Bild: Kommissarin Alexandra Enders (Aylin Tezel)
Was ist das Allerschlimmste, das einer Frau passieren kann? Das ist die
Frage, von [1][der die Autoren Marc O. Seng („Dark“)] und Andreas Linke
ausgegangen sind, als sie ihre Serie „Unbroken“ entwickelt haben. Im
hauseigenen Spartenkanal ZDFneo darf es etwas härter zur Sache gehen als
im Hauptprogramm des Zweiten. Und überhaupt spüren die
Fernsehfilmschaffenden bei den Öffentlich-Rechtlichen eine Vergrößerung der
Spielräume, so hört man immer wieder, die Konkurrenz der Streaming-Dienste
hat auch dort Folgen.
Das Allerschlimmste, das einer Frau passieren kann, meinen (die Männer)
Seng und Linke, ist, dass man ihr ihr Kind wegnimmt, noch bevor sie es
überhaupt zur Welt gebracht hat. Die hochschwangere Alexandra Enders war
gerade einkaufen, da wird sie in ihrem Auto überwältigt, betäubt und findet
dann irgendwo in einem dunklen deutschen Wald wieder zu sich, nur mit einem
weißen Hemd bekleidet, im Bereich des Unterleibs ist es voller Blut. „Mama,
da ist ein Monster“, sagt der kleine Junge, der sie als Erster so sieht.
Was als veritabler Horror-Thriller (à la Lars von Triers „Antichrist“)
beginnt und beim ZDF als „sechsteilige Dramaserie“ firmiert, erweist sich
bald als ausgefeilter Krimiplot. Alex, das Opfer, ist nämlich von Beruf
Kommissarin. Und auch wenn alle anderen – ihr Mann, ihr Chef – den Fall
bald als furchtbaren Schicksalsschlag abhaken wollen: für sie bleibt er
natürlich ein Fall. Sie kann gar nicht anders, als in eigener Sache zu
ermitteln. („Ich werde mein Kind wiederfinden! … Mein Kind lebt. Ich weiß
das.“)
Es ist ihre Natur. Als Mutter. Als Kommissarin. Sie kann gar nicht anders,
als in dem neuen Fall, in dem sie ermittelt, die Parallelen zu ihrem
eigenen Fall zu erkennen. Eine junge Frau wurde ermordet. Eine aus Rumänien
stammende Leihmutter. Leihmutterschaft ist in Deutschland Kinderhandel (und
also höchst illegal), in anderen Ländern ist sie die letzte Lösung für ein
als existentiell empfundenes Problem – in manchen ärmeren Ländern ist sie
ein gutes Geschäft.
## Immer muss alles logisch erklärt werden
Unendlich traurig, wahnsinnig wütend – aber ungebrochen – heftet sich Alex
an die Fersen des Mobsters Radu Motrescu (Aleksandar Tesla). Der geht über
Leichen, aber er ist nicht blöd und sein Rat an Alex nicht völlig
unplausibel: „Suchen Sie den Entführer Ihrer Tochter ganz in Ihrer Nähe.

——

Aufgabe →
Welchen Beruf hat Alexandra Enders laut dem Text über die Serie „Unbroken“?

Gespeicherte Einträge

——

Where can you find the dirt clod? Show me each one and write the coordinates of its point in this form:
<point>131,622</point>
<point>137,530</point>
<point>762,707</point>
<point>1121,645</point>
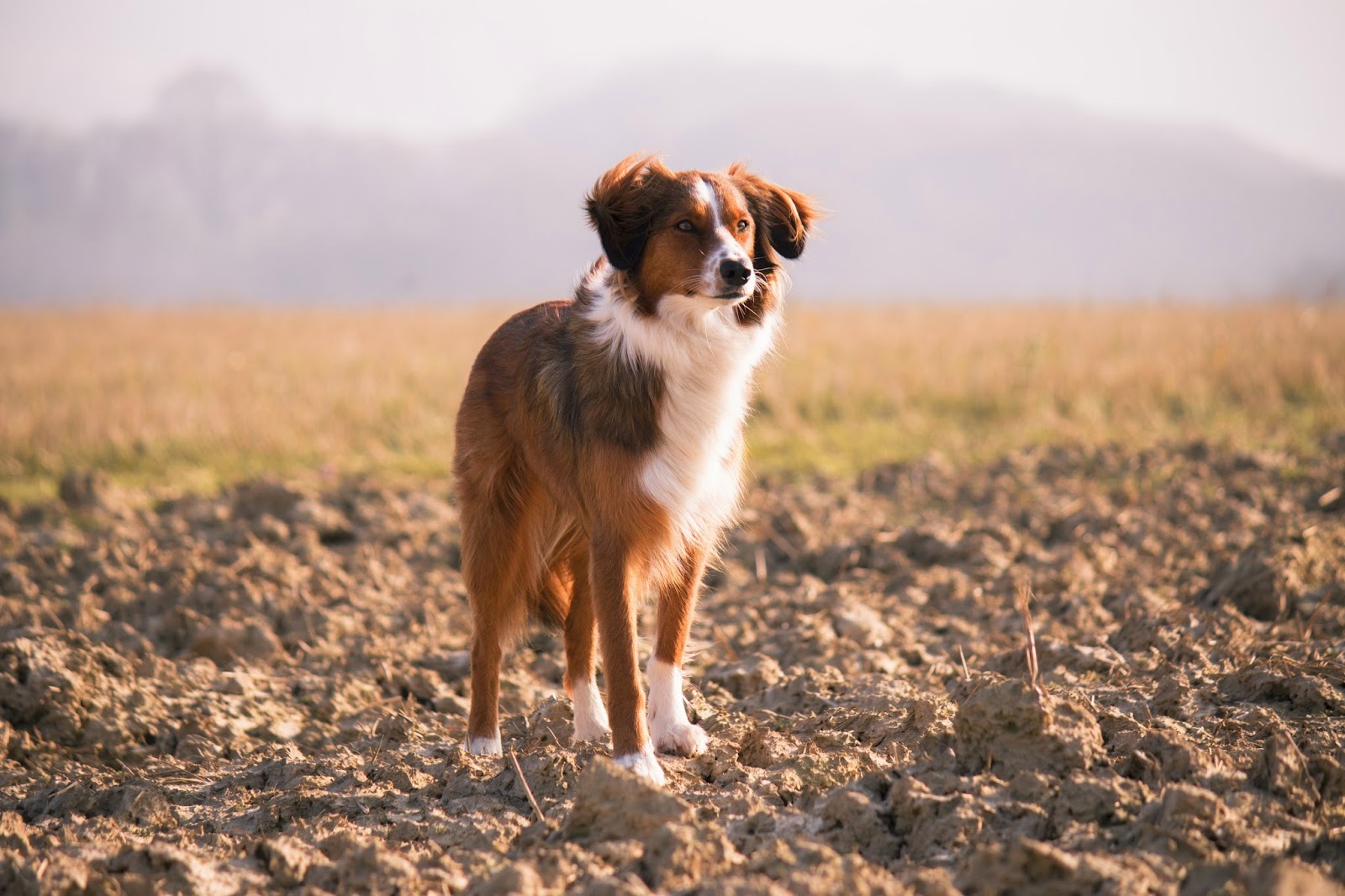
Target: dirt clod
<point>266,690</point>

——

Schriftliche Antwort →
Sie ist Kommissarin.